- [WHAT IS EXPECTED]
Lines below starting with the line with "Target: green plant stem" and going on through the line with "Target: fuzzy green leaf" must be output exactly; the rest of the records must be left out.

- [Extracted data entries]

-*-

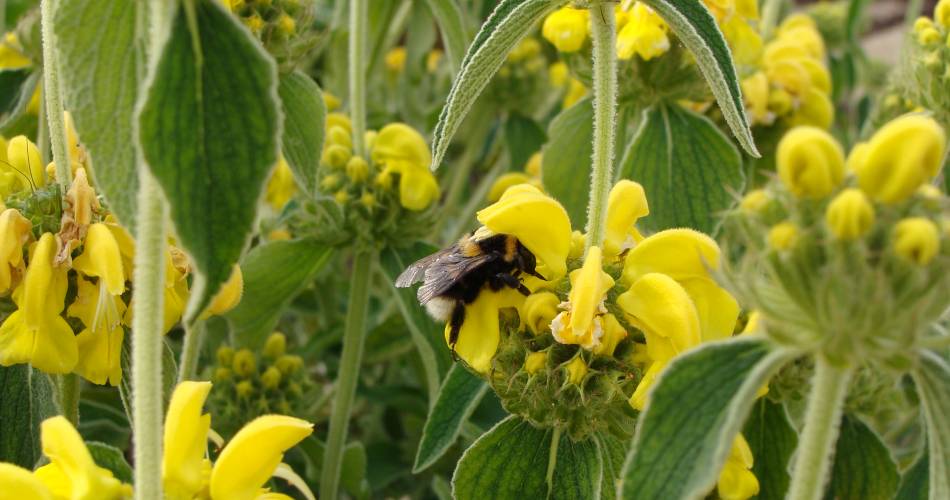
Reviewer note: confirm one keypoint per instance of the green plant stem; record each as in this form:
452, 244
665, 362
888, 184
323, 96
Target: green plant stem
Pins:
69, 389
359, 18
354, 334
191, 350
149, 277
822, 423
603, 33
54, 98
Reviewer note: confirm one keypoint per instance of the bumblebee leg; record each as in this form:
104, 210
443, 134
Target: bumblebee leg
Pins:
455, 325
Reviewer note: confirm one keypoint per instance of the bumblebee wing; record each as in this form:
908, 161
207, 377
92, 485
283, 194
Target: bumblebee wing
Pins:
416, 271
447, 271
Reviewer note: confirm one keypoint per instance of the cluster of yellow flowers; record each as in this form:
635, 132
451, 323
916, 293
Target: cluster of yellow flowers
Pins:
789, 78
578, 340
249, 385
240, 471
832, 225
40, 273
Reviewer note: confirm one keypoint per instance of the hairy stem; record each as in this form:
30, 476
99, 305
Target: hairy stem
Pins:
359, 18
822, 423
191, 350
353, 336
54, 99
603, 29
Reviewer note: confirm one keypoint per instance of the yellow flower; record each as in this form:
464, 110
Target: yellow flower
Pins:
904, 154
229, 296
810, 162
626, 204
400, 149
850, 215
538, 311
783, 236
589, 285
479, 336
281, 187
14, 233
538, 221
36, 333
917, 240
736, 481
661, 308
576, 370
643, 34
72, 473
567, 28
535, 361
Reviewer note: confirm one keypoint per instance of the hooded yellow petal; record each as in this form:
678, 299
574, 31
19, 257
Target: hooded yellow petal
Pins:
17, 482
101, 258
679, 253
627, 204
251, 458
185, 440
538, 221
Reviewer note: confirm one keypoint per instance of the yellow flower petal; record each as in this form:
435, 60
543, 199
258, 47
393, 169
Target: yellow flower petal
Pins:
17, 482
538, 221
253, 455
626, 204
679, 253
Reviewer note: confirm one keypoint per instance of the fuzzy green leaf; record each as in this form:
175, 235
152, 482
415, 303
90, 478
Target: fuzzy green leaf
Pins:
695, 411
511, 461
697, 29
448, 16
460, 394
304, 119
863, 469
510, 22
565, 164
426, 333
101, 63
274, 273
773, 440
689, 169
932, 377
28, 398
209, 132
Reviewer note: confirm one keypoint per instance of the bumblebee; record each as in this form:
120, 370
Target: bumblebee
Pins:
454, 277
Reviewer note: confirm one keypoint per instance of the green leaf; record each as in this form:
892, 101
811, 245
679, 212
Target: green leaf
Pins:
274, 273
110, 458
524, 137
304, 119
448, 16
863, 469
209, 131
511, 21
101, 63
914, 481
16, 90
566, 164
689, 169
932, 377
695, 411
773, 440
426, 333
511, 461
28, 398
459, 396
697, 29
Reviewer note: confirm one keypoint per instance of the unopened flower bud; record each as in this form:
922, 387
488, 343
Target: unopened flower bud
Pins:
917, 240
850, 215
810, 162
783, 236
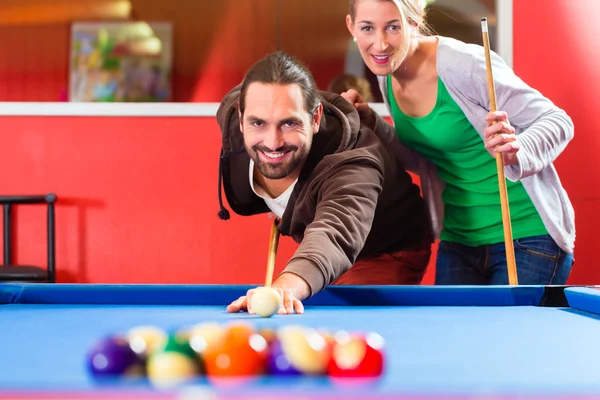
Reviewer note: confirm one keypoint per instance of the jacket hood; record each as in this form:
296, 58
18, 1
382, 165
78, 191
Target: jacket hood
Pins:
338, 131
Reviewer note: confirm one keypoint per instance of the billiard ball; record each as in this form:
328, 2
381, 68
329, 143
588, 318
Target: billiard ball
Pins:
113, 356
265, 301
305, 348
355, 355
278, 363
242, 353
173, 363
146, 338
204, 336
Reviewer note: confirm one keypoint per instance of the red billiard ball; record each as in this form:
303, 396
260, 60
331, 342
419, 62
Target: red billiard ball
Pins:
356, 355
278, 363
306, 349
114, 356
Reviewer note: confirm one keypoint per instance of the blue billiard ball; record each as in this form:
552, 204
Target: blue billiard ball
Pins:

-*-

- [OUTPUT OF THE TASK]
Target: green plant stem
Pins:
69, 389
359, 18
354, 334
191, 350
149, 277
822, 423
603, 33
54, 98
Reviewer note: confirm one keypoint per instance of the bumblebee leg; record each as in this form:
104, 210
443, 134
Target: bumblebee leg
Pins:
455, 325
Reviewer note: confirm one keypoint per instance of the bumblebee wing; record each as in this form:
908, 161
207, 377
92, 485
283, 194
Target: bumblebee wing
Pins:
416, 271
447, 271
Reviewer note: confirm one keypoint per instance of the cluster of yellow flowers; record each as in this form:
635, 132
451, 323
916, 293
Target: cluster of yellow flowers
Pins:
789, 78
578, 340
249, 385
240, 471
832, 225
40, 273
Reviewer note: confirm one keypoint per instance of the hairy stem; record each as in this form:
30, 476
99, 305
Target: hairy stem
Pins:
359, 18
822, 423
191, 350
353, 336
54, 99
603, 29
Reviewer note: confirm one keypoint per instance of the yellow flower; record each as in this form:
464, 110
Target: yellow flower
Pins:
904, 154
229, 296
810, 162
626, 204
400, 149
850, 215
538, 311
783, 236
589, 285
479, 336
281, 187
14, 233
538, 221
36, 333
917, 240
736, 481
661, 308
576, 370
643, 34
72, 473
567, 28
535, 361
Reviewer note: confirm one keypoint per instance of the hooded yellow petal; record each as in this form:
678, 299
574, 31
19, 257
Target: hooded yellow petal
Pins:
17, 482
101, 258
679, 253
627, 204
251, 458
185, 440
538, 221
Reviewer note: confirm one keypoint per instance of the yellow flower petal; record each as in this form:
435, 60
543, 199
258, 47
393, 169
Target: yellow flower petal
Pins:
17, 482
538, 221
253, 455
626, 204
679, 253
Reviewer note: confirm one keypoint per instance of the fuzzy green leaf; record each as in this form:
175, 235
152, 482
415, 303
90, 478
Target: fuzzy green leaf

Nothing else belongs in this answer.